Start of Block
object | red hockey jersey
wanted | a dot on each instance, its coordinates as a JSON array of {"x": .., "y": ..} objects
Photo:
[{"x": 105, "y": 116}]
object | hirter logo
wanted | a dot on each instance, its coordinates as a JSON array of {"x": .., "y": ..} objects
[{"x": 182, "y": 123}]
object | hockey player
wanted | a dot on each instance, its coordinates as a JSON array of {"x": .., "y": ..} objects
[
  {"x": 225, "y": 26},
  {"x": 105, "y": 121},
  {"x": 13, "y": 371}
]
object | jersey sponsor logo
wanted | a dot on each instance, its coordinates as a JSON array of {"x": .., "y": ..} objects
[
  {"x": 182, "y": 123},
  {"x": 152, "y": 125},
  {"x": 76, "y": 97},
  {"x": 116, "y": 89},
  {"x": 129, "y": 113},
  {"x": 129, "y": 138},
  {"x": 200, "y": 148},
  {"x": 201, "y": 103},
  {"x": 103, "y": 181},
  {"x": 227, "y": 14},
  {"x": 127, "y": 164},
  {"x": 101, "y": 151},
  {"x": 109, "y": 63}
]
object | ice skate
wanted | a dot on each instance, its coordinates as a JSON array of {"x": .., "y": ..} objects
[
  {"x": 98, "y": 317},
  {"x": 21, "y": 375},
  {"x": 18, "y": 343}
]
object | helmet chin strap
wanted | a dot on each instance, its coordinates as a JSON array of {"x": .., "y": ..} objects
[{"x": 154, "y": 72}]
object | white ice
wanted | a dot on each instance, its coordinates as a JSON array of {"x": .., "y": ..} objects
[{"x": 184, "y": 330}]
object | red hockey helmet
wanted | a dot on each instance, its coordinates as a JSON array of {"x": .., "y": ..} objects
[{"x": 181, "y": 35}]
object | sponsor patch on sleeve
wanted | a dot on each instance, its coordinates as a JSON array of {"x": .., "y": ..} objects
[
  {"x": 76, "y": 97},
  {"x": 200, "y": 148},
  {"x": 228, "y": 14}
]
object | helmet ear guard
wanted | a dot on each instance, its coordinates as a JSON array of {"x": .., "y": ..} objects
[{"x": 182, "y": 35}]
End of Block
> [Brief]:
Count the lines above that contain the word "sponsor". Write only the number.

> [Solution below]:
2